Input material Start Marker
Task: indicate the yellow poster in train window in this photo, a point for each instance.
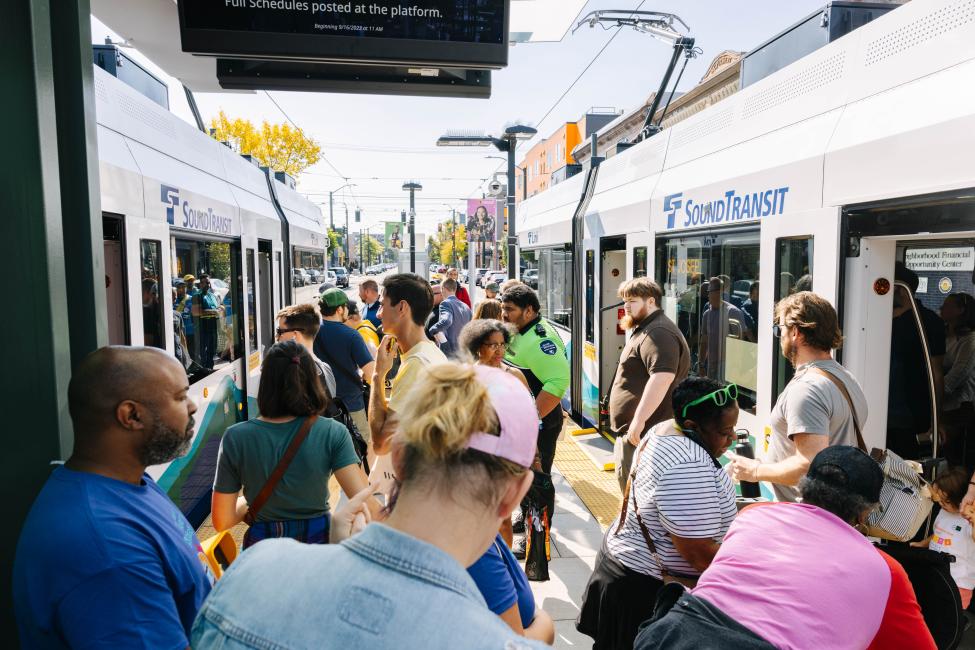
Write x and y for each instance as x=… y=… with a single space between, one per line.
x=741 y=363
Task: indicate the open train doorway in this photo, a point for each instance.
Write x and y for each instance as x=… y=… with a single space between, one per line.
x=912 y=345
x=612 y=336
x=265 y=289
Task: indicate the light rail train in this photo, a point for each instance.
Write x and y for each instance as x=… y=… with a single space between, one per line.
x=176 y=202
x=819 y=176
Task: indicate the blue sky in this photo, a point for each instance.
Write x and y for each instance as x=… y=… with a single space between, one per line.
x=379 y=142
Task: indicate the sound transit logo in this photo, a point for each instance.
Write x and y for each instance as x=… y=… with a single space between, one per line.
x=169 y=196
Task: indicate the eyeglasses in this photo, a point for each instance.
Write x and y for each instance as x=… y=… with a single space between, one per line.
x=720 y=397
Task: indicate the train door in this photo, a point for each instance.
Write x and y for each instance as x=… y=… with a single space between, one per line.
x=612 y=273
x=798 y=252
x=115 y=284
x=265 y=290
x=909 y=354
x=148 y=283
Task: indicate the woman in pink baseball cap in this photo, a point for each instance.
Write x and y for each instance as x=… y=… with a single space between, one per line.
x=462 y=455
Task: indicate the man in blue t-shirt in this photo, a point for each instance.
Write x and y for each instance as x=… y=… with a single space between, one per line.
x=344 y=350
x=105 y=559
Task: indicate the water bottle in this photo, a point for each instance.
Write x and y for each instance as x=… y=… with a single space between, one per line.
x=749 y=490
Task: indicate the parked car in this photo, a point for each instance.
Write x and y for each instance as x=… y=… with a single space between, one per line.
x=341 y=276
x=495 y=276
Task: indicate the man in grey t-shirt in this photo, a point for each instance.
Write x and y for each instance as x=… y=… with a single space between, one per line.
x=811 y=413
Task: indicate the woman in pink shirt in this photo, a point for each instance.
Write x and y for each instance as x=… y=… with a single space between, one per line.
x=800 y=575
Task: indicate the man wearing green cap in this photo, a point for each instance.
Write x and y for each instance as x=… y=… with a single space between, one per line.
x=344 y=350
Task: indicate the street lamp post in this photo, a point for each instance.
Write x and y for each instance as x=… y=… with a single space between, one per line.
x=507 y=144
x=331 y=216
x=412 y=187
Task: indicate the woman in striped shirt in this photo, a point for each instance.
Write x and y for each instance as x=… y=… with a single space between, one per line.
x=677 y=507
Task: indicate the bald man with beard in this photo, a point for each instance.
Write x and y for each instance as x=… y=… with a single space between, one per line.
x=105 y=559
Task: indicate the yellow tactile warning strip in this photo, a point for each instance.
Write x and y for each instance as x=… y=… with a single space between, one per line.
x=599 y=490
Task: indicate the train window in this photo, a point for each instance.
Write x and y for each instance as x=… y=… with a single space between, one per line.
x=707 y=280
x=152 y=286
x=549 y=272
x=793 y=273
x=590 y=295
x=251 y=301
x=640 y=262
x=211 y=320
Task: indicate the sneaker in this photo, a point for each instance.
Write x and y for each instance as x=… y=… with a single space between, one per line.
x=519 y=524
x=521 y=545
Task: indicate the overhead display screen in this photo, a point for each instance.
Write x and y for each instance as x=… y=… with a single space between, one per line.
x=445 y=33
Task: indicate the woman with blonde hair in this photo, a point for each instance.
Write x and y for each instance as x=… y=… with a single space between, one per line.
x=462 y=464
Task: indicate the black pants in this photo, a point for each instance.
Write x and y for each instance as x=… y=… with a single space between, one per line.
x=208 y=341
x=616 y=601
x=548 y=437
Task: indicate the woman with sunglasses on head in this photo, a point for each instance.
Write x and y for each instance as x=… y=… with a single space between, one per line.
x=291 y=400
x=678 y=505
x=486 y=341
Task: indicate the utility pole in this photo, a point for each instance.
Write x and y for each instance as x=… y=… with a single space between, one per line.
x=413 y=187
x=331 y=216
x=453 y=236
x=346 y=234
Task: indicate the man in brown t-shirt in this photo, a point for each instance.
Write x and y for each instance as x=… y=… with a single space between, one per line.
x=654 y=360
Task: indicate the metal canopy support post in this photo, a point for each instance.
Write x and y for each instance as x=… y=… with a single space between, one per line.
x=194 y=109
x=512 y=229
x=50 y=193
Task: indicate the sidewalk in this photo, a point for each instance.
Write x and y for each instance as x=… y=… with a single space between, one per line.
x=576 y=537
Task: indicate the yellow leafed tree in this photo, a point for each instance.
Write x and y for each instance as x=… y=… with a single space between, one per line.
x=446 y=241
x=278 y=146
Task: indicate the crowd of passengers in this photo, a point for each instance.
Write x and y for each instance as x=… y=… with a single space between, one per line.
x=427 y=557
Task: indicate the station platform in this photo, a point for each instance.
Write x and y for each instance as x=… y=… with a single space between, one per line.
x=586 y=502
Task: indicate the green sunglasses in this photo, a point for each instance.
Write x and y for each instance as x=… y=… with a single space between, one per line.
x=720 y=397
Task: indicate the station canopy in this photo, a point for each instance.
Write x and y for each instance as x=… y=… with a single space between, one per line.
x=153 y=28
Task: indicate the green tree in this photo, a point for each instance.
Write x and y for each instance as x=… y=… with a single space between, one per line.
x=446 y=244
x=278 y=146
x=335 y=243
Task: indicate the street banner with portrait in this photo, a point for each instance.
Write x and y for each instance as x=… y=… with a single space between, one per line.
x=394 y=234
x=483 y=222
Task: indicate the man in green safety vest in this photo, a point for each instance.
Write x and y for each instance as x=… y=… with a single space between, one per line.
x=537 y=349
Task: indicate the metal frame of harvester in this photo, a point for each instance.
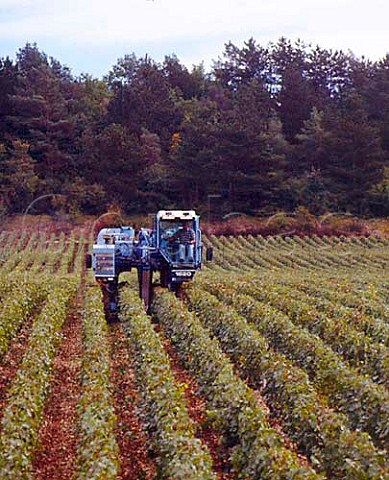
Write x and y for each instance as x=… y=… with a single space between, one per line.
x=117 y=250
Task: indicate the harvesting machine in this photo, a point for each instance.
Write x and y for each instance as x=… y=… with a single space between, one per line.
x=153 y=249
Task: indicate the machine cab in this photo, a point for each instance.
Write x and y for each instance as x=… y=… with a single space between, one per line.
x=178 y=237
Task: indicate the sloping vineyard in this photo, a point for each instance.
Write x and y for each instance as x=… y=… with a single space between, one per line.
x=274 y=364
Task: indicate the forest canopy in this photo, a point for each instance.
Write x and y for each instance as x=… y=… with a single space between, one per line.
x=267 y=128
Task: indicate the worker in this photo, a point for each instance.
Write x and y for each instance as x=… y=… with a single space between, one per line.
x=185 y=237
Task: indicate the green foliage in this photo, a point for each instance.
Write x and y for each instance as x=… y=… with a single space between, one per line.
x=258 y=452
x=269 y=127
x=98 y=450
x=28 y=393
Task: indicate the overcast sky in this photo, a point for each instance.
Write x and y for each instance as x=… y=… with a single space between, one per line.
x=90 y=35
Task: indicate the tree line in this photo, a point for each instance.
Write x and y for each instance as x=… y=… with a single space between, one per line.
x=266 y=129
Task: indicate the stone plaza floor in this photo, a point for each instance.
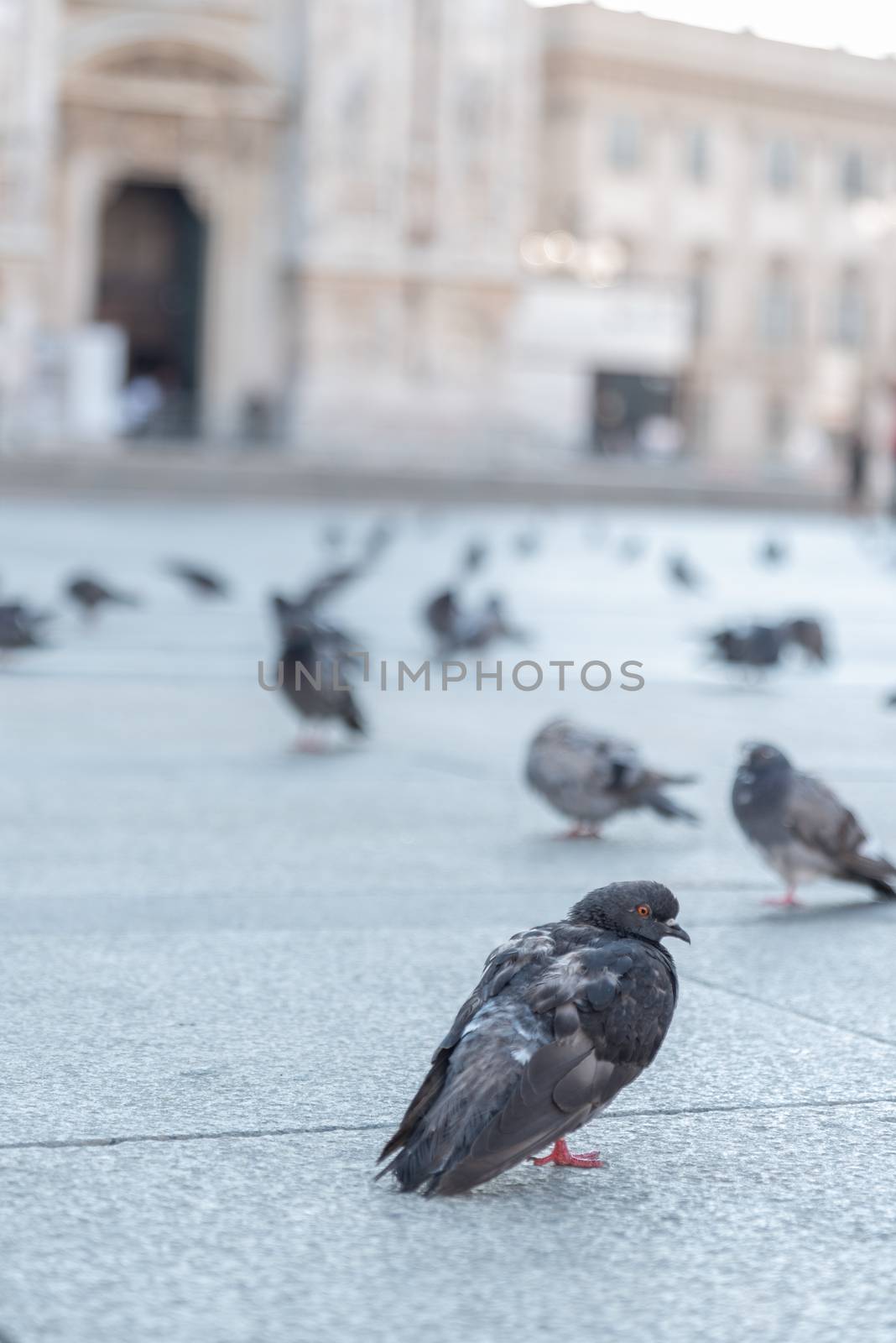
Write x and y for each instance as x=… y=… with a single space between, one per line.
x=224 y=966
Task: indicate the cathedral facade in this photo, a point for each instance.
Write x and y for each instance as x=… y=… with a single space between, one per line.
x=436 y=226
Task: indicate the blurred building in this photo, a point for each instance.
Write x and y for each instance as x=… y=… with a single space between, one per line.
x=378 y=226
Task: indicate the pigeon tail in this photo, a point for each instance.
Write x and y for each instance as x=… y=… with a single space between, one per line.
x=876 y=873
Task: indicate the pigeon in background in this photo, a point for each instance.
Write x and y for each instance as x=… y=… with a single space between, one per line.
x=773 y=551
x=683 y=572
x=564 y=1017
x=591 y=778
x=461 y=628
x=526 y=543
x=809 y=635
x=801 y=828
x=201 y=582
x=474 y=557
x=89 y=594
x=752 y=646
x=631 y=548
x=314 y=684
x=20 y=628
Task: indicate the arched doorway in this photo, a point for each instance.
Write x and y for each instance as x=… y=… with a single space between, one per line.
x=150 y=284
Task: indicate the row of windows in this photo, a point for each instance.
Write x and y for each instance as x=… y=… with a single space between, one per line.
x=779 y=308
x=781 y=158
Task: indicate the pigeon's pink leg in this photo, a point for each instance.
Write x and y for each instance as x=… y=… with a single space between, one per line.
x=561 y=1155
x=581 y=832
x=788 y=901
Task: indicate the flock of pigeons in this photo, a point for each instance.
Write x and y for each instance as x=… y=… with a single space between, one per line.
x=569 y=1013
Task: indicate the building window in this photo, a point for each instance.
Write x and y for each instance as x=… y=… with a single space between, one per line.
x=781 y=165
x=625 y=143
x=777 y=422
x=779 y=315
x=696 y=154
x=701 y=295
x=853 y=175
x=849 y=312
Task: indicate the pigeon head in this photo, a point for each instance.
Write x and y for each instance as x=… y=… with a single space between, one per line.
x=763 y=759
x=644 y=910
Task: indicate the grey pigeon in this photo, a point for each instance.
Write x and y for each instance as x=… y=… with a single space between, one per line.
x=808 y=635
x=773 y=551
x=474 y=557
x=89 y=594
x=201 y=582
x=564 y=1017
x=801 y=828
x=20 y=628
x=755 y=648
x=461 y=628
x=591 y=778
x=314 y=684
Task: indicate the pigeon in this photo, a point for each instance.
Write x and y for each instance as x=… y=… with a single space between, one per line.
x=90 y=594
x=201 y=581
x=801 y=828
x=461 y=628
x=589 y=778
x=773 y=551
x=313 y=684
x=441 y=613
x=683 y=572
x=20 y=628
x=564 y=1017
x=750 y=646
x=808 y=635
x=474 y=557
x=631 y=548
x=526 y=543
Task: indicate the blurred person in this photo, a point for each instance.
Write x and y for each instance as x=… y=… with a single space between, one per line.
x=856 y=467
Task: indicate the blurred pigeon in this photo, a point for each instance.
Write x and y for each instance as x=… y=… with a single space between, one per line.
x=378 y=539
x=808 y=635
x=441 y=613
x=750 y=646
x=90 y=594
x=589 y=778
x=313 y=682
x=526 y=543
x=683 y=572
x=20 y=628
x=631 y=548
x=333 y=536
x=773 y=551
x=474 y=557
x=801 y=828
x=201 y=582
x=564 y=1017
x=467 y=628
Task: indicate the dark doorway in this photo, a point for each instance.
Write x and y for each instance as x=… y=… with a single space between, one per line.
x=635 y=414
x=150 y=285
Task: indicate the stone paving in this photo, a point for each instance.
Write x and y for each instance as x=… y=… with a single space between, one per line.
x=224 y=966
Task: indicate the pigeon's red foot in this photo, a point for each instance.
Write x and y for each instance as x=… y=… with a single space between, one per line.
x=788 y=901
x=561 y=1155
x=581 y=832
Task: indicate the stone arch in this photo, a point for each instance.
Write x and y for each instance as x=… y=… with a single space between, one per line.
x=134 y=44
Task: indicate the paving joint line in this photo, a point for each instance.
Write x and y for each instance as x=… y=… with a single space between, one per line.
x=790 y=1011
x=314 y=1130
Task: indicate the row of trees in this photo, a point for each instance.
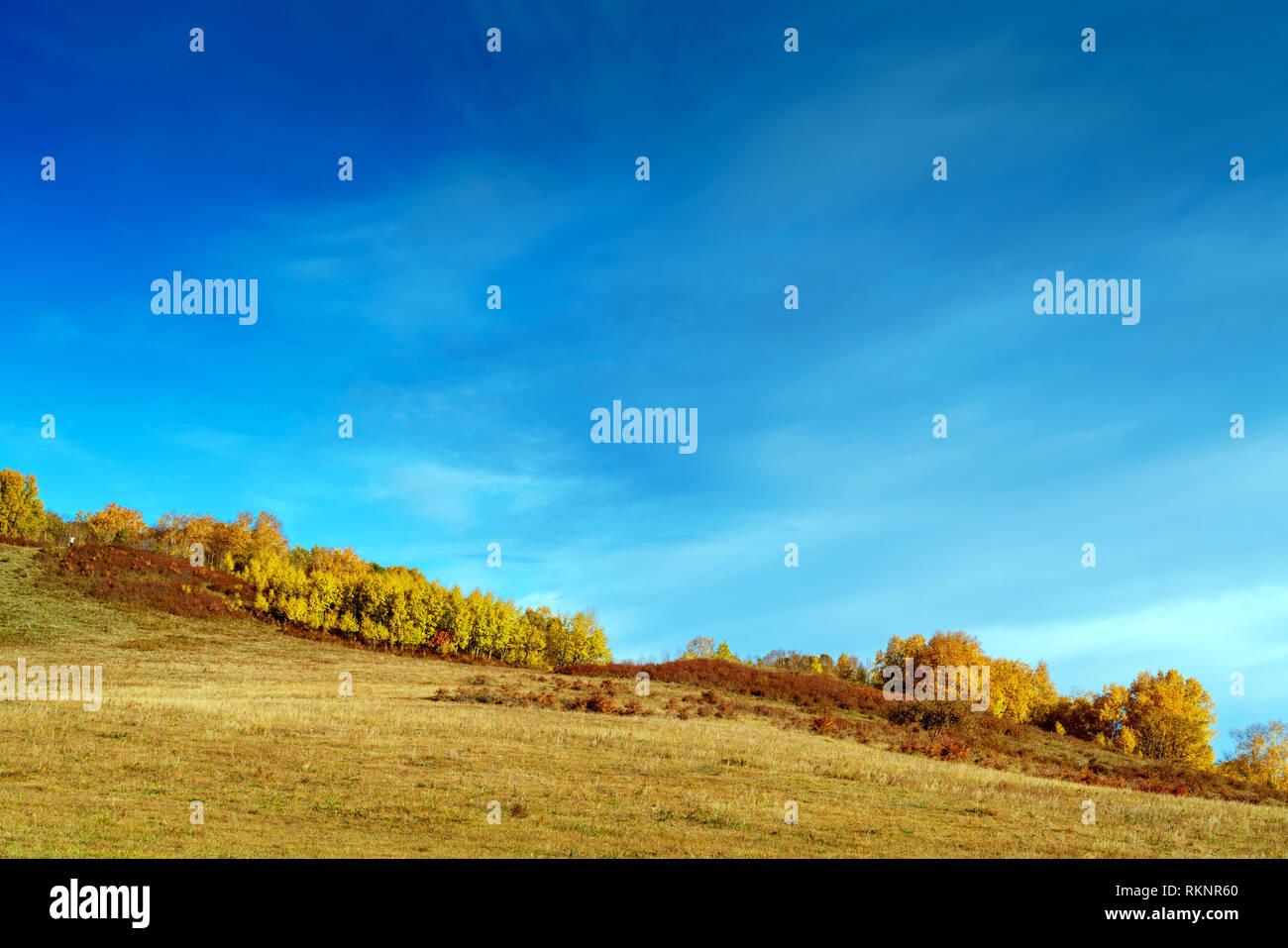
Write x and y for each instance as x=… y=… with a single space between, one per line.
x=1162 y=715
x=323 y=587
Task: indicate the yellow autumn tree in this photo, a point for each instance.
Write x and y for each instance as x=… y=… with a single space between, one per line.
x=114 y=524
x=1172 y=717
x=1260 y=755
x=21 y=511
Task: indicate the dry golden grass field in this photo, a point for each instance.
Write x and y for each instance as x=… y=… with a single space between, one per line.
x=252 y=723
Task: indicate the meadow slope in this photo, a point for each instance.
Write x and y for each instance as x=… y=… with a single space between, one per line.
x=250 y=721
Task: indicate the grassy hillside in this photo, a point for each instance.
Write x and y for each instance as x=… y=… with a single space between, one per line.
x=248 y=719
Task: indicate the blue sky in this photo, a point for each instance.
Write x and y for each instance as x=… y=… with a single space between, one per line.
x=812 y=168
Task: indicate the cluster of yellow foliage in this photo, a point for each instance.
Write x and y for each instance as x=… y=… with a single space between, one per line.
x=398 y=607
x=1261 y=755
x=21 y=511
x=1017 y=691
x=327 y=588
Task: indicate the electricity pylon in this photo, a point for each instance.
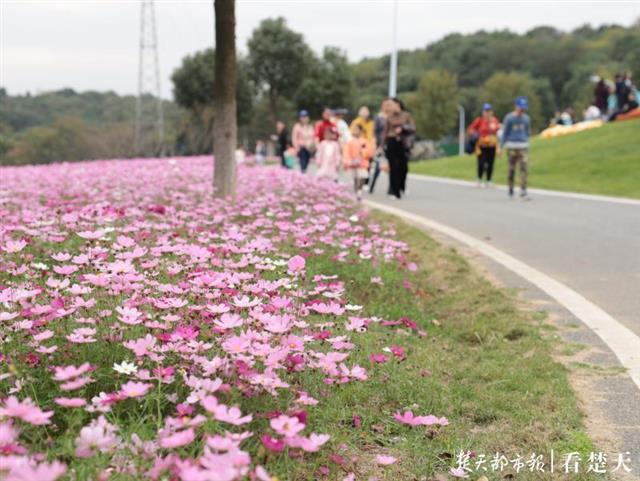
Input material End Marker
• [Assignment] Starting with the line with "Task: indicate the grey" above and going on through the line with "Task: indicate the pigeon in this", transcribe every line exactly, both ends included, and add nothing.

• [Written answer]
Task: indicate the grey pigeon in this photo, a point for each instance.
Write x and y for each instance as x=… y=… with a single space between, one per line.
x=808 y=635
x=773 y=551
x=474 y=557
x=89 y=594
x=201 y=582
x=564 y=1017
x=801 y=828
x=20 y=628
x=755 y=648
x=461 y=628
x=591 y=778
x=314 y=684
Task: indicate the pigeon in this photo, a point for each instance.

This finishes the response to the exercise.